What the task asks:
Every line below should be duplicated exactly.

Data for analysis:

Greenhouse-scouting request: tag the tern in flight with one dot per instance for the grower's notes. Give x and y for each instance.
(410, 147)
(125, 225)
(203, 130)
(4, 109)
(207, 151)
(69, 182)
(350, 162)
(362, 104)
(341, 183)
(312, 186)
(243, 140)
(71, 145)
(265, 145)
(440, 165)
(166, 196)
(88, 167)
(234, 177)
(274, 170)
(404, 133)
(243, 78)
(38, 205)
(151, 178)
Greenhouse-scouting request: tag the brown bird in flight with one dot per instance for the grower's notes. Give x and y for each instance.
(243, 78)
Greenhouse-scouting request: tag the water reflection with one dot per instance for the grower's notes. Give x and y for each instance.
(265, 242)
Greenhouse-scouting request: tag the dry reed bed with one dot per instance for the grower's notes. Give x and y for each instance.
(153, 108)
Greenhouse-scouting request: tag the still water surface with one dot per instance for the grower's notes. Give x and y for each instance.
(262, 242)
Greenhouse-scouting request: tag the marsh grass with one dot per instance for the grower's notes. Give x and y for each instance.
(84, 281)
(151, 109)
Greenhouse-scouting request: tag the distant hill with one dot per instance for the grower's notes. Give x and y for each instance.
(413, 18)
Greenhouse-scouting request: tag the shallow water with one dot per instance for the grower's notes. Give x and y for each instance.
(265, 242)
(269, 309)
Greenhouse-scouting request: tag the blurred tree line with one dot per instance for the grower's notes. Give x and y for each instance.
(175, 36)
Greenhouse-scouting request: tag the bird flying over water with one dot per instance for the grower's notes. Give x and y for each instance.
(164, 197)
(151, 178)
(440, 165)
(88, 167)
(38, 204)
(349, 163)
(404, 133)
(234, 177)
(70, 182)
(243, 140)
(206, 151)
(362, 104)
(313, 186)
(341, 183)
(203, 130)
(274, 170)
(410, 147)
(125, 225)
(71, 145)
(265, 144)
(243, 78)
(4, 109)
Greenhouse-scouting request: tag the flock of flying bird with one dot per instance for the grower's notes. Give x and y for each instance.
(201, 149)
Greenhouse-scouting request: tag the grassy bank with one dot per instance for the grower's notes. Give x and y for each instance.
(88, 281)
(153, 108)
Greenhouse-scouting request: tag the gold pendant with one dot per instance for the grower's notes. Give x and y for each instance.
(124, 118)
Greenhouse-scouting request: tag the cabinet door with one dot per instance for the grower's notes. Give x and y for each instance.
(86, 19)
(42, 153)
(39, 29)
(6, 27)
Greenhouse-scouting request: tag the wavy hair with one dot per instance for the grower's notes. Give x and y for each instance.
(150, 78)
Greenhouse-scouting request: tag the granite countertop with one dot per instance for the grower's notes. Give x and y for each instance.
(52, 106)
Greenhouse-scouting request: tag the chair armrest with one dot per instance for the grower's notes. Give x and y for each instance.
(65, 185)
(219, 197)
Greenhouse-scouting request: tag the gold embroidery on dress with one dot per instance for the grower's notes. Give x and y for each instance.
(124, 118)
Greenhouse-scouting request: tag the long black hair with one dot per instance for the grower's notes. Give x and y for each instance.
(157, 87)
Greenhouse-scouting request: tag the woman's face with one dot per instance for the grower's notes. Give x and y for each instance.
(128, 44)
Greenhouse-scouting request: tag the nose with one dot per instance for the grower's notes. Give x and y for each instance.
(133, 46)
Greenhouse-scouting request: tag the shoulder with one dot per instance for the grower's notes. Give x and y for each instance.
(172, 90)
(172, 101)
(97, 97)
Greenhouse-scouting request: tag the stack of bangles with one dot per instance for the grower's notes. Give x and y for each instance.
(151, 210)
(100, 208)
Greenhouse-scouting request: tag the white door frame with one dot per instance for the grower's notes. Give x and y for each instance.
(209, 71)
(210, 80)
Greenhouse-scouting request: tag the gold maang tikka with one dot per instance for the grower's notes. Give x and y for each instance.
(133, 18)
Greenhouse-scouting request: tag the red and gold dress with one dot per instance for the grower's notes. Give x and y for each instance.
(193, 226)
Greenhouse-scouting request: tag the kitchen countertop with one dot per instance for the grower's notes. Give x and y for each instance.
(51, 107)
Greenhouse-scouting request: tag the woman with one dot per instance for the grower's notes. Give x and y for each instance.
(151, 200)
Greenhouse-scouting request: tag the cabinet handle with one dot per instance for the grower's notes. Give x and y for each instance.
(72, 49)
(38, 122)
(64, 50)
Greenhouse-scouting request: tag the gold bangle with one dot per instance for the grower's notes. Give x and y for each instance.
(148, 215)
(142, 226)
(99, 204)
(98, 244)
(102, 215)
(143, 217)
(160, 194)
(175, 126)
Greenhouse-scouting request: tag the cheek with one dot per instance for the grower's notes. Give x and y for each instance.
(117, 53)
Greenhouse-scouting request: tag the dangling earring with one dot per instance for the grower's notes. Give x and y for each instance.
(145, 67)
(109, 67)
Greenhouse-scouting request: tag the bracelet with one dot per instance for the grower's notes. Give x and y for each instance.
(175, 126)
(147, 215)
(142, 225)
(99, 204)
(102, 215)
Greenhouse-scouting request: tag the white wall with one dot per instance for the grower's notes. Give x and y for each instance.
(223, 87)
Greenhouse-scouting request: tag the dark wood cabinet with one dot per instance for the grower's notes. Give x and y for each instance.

Worked solution:
Greenhouse-scouting request: tag the tern in flight with one dot per instance for the grower's notes. Give x and y for each instance.
(410, 147)
(125, 225)
(203, 130)
(4, 109)
(207, 151)
(69, 182)
(350, 162)
(362, 104)
(341, 183)
(312, 186)
(243, 140)
(71, 145)
(265, 145)
(440, 165)
(166, 196)
(88, 167)
(234, 177)
(274, 170)
(404, 133)
(243, 78)
(38, 205)
(151, 178)
Greenhouse-scouting request: tag the brown bird in flight with one dot per instance for the grower's notes. Give x and y for each instance.
(243, 78)
Greenhouse-scouting request: tag the water reflection with one dot per instance for the grower's notes. Give x and y for each instance.
(265, 242)
Greenhouse-scouting request: tag the dry reed bed with one dot per instance for the grower's notes. Give x and y for each instance.
(153, 108)
Greenhouse-scouting request: tag the still water surface with one dot per instance for the grower's notes. Give x and y for each instance.
(262, 242)
Greenhouse-scouting request: tag the marsh grass with one dot per instance for the grower's notes. Give x and y for each instance.
(84, 281)
(151, 109)
Greenhouse-scouting request: tag the distant hill with one dot per instance for the grower's notes. Give x and y for each instance.
(413, 18)
Greenhouse-scouting request: tag the shallow water with one dot per instance for the grower's notes. Give x and y for each instance.
(265, 242)
(269, 309)
Greenhouse-scouting request: tag the blurred tree line with one dot per instance for the grower's notes. Give x and y for each instance.
(175, 36)
Greenhouse-scouting request: tag the bird flying over water with one dot per instance for the grower's notes. Give x and y for each instance.
(164, 197)
(151, 178)
(440, 165)
(88, 167)
(38, 204)
(349, 163)
(404, 133)
(234, 177)
(70, 182)
(243, 140)
(206, 151)
(362, 104)
(313, 186)
(341, 183)
(203, 130)
(274, 170)
(410, 147)
(125, 225)
(71, 145)
(265, 144)
(243, 78)
(4, 109)
Greenhouse-scouting request: tag the flock of flying bird with one dot per instance for the grower's notes. Give x and y for each instance.
(201, 149)
Greenhouse-scouting request: tag the grassy bank with one dot per instance for the grower's notes. Give x and y for each instance.
(88, 281)
(153, 108)
Greenhouse-scouting request: tag the gold pendant with one dot per instance for the grower's notes. Give x and y for each instance.
(124, 118)
Greenhouse-scouting request: tag the cabinet door with one dot per instance for the grower's notes. Give x and y for each instance.
(86, 19)
(42, 153)
(39, 29)
(6, 27)
Greenhouse-scouting request: tag the wavy hair with one dot per instance for the grower's notes. Give x and y for each instance.
(150, 78)
Greenhouse-scouting request: tag the granite countertop with one dot per instance for the grower's notes. Give x and y for each instance.
(52, 106)
Greenhouse-scouting request: tag the chair armrest with one dot per instance for the grower's notes. Give x and y for each instance.
(65, 185)
(219, 197)
Greenhouse-scouting request: tag the gold embroidery on dress with one dot per instance for the grower's notes. Give x and y for each instance.
(124, 118)
Greenhouse-scouting request: tag the long black hair with one dot per instance for the grower's notes. Give x and y for each instance.
(157, 87)
Greenhouse-scouting request: tag the woman's face with one dot per instance for the grower's notes. Give x and y for each instance.
(128, 44)
Greenhouse-scouting request: tag the nose with one dot per instance for the grower's notes. Give x and y for each instance.
(133, 46)
Greenhouse-scouting request: tag the shoulder with one dot per instance for the grower's notes. Give x and y for each instance.
(172, 90)
(172, 101)
(97, 97)
Greenhouse-scouting request: tag the stack of bangles with one dot per instance for the grower's notes. Give x and y for each instance.
(151, 210)
(100, 208)
Greenhouse-scouting request: tag the white door frame with one dot per instance for the grower's notes. Give x and y for each instance.
(209, 71)
(210, 80)
Greenhouse-scouting request: tag the gold maang tikka with one dot per instance for the grower's notes. Give x and y for each instance.
(133, 18)
Greenhouse-scouting request: tag the red and gold dress with one dot per instance for the grower's notes. Give x and y for each instance.
(193, 226)
Greenhouse-scouting request: tag the kitchen countertop with one dot per instance for the grower's notes. Give x and y for each instance.
(51, 107)
Greenhouse-scouting request: tag the woman with one dot per instance for the grower's notes. Give x and y for each instance.
(151, 200)
Greenhouse-scouting request: tag the cabinet handle with one dot per instance for the grower's notes. Give x and y for each instance.
(72, 49)
(38, 122)
(64, 50)
Greenhouse-scouting request: tag the gold bangle with one dot per instance for the grower's notes. Give x and y for each instance.
(148, 215)
(142, 226)
(99, 204)
(98, 244)
(102, 215)
(143, 217)
(160, 194)
(175, 126)
Greenhouse-scouting request: tag the cheek with one dot per instance for the grower's notes. Give x and y for each instance.
(117, 53)
Greenhouse-scouting request: tag the dangling earring with one dot per instance for the grower's notes. Give x and y for each instance.
(145, 67)
(109, 67)
Greenhouse-scouting request: tag the bracelet with one dot per instance for the grower's notes. Give x and y for each instance.
(175, 126)
(147, 215)
(142, 225)
(99, 204)
(102, 215)
Greenhouse-scouting request: tag the white wall with one dot per instance for the grower's notes. Give x and y for each instance.
(223, 87)
Greenhouse-scouting request: tag the dark wood cabinet with one dot per instance for the grower's notes. Give x and y for each instance.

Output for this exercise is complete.